Exercise:
In the answer, each line of the listing should appear again unchanged.

Entries supplied:
━━━━━━━━━━━━━━━━

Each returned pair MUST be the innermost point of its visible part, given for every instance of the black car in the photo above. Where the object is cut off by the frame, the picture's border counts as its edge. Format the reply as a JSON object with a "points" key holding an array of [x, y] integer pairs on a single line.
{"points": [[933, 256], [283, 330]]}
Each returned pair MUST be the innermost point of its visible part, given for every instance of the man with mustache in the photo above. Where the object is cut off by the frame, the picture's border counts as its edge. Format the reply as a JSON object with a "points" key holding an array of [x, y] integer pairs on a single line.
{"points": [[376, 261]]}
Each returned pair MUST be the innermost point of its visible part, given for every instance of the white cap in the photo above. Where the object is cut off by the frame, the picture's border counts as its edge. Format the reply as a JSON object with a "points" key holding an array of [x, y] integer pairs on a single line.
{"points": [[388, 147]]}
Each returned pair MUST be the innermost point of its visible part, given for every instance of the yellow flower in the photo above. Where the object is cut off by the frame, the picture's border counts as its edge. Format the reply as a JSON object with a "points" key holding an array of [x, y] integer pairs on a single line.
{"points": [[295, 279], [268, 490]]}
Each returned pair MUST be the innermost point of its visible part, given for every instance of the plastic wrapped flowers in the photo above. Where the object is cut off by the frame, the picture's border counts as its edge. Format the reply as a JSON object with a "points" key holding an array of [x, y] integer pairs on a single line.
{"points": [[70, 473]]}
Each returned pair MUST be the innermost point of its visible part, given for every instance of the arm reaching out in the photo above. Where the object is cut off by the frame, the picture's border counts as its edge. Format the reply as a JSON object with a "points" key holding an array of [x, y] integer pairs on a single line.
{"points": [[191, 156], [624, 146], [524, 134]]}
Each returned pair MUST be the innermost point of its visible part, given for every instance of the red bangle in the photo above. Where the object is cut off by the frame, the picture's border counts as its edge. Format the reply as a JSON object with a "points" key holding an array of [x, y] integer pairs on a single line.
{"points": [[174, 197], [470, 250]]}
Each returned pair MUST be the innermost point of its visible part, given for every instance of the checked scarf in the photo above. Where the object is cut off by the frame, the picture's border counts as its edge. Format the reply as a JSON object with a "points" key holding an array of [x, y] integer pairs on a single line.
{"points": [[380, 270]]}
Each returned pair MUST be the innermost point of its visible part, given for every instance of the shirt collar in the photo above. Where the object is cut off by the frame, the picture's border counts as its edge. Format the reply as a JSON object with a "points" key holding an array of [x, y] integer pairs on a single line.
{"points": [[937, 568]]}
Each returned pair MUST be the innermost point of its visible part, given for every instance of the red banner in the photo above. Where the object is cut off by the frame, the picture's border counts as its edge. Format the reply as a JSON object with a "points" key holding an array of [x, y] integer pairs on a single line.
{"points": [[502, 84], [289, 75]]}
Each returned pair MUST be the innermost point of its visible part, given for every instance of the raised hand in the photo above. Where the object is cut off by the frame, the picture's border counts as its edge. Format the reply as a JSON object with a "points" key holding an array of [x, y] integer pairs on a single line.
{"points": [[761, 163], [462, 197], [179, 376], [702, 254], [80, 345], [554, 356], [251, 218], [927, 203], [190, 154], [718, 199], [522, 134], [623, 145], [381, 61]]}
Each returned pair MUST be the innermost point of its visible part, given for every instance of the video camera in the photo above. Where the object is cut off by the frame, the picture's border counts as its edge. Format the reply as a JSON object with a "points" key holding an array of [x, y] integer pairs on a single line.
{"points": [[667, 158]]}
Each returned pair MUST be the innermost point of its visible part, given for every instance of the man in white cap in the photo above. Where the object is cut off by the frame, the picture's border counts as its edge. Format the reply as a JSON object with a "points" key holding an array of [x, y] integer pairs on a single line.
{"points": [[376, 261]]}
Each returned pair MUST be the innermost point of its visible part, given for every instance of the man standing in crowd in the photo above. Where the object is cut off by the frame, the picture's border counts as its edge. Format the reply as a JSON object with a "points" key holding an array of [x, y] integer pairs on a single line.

━━━━━━━━━━━━━━━━

Problem solution:
Each returned pair MUST be the innermost point of its visible part, given for every instance of the black car in the photo above. Where the object is cut off by the frame, the picture's border counts as its edge. Format the reply as a JSON object with a "points" key holding an array of [x, y] integer pairs on a single line.
{"points": [[933, 256], [283, 330]]}
Each returned pair MUST be the innermost point of its visible part, given for every instance of the man with mustache in the photo above. Where the object is cut off by the frame, the picture's border counts as its edge. Format the reply as a JSON object with a "points" key holding an array of [x, y] integer pairs on a single line.
{"points": [[376, 261]]}
Each returned pair MUST be the innermost point of its visible part, given for every instance of the white cap in the photo above. Where the object is cut off by the frame, the picture's border counts as its edge. Format the reply as a JSON object with a "points" key holding an array of [x, y] integer pairs on a single line.
{"points": [[388, 147]]}
Each returned pair MUST be the innermost point of its visible part, given for every instance of the yellow flower in the photo above. Where the object is cut off by the frame, the picture's border counts as its edge. Format the reply as a JSON object with a "points" key holding an array of [x, y] integer pairs on a single line.
{"points": [[295, 279], [268, 490]]}
Each returned pair MUST be the innermost point of its visible part, given for every instance of the plastic wrapped flowers in the photo above. Where the object is cut off by the frame, the picture's border counts as its edge. Format the reply as a JSON object with a "points" key holding an array of [x, y] integer pairs on a single line.
{"points": [[70, 473]]}
Each returned pair MUST be the innermost point of its visible part, given for every instance of the arm reaching out in the photo above. Where the object is cut off by the frame, the picture's border counts as its edge. Format the reply as a JSON object with a "points" key holding an array of [x, y] integer pairs on a single line.
{"points": [[191, 156], [624, 146], [524, 134]]}
Each returned pair MUST be the innermost point of its visible part, given for every instance of the red bangle in the photo above. Where the object is cut off by the frame, the picture's border counts as its edge. Format the reply as a JSON object with a "points" key holding an array of [x, y] integer pairs on a single line.
{"points": [[174, 197], [470, 250]]}
Each returned pair MUST be the innermost point of its visible part, given for every instance of the checked scarf in the photo above. Where the object is cut off by the frame, the picture's border counts as its edge. Format the reply as a JSON object with a "points" key holding an array of [x, y] integer pairs on a single line.
{"points": [[380, 270]]}
Each returned pair MUST be the innermost point of its visible part, given for every instance of the shirt collar in the photo above. Where the object is cut off by the frame, the picture's border counts as its edge. Format the reply as a JSON object with a "points" key holding an array of [x, y] integer pairs on a single line.
{"points": [[937, 568]]}
Each returned pair MUST be the innermost point of its visible part, given for every instance of the red banner in the photo above. Where the object is cut off by the frame, the picture's border counts as its edge. Format the reply as a JSON object with a "points" key holding an array of [x, y] integer pairs on a single line.
{"points": [[502, 84], [289, 75]]}
Each returned pair MUST be the innermost point of its visible part, given for every instance of the raised hand in the photo above. Where the object is cut off by the frame, the picture's border counts as its edge. Format the reply as a JSON object with a "points" key holding an array of [x, y] integer pairs on a single line.
{"points": [[761, 163], [462, 197], [179, 376], [702, 254], [80, 345], [554, 356], [251, 218], [927, 203], [190, 154], [718, 199], [522, 134], [623, 145], [381, 61]]}
Each returned pair MUST be the innermost point of its visible part, given for every instance of the video camera in the photo above. Where the object is cut off by the frame, the picture's border counts as its edge. Format the reply as a JSON object with a "points" key holding an array of [x, y] integer pairs on a single line.
{"points": [[667, 158]]}
Each returned pair MUST be the innermost point of its visible part, given for every instance of the man in white cap in the photo above. Where the object is cut off by the frame, the picture's border counts as its edge. Format the reply as a JSON object with a "points" key holding an array of [x, y] integer pairs on a single line.
{"points": [[376, 261]]}
Each returned pair MUST be the innermost point of its visible part, given for every instance of the man standing in crowd in the photo above. Where the object is cut off by the frame, the picture's border counts as its edge. Format the reply as a JSON object with a "points" key holding an array of [x, y] integer pairs on a single line.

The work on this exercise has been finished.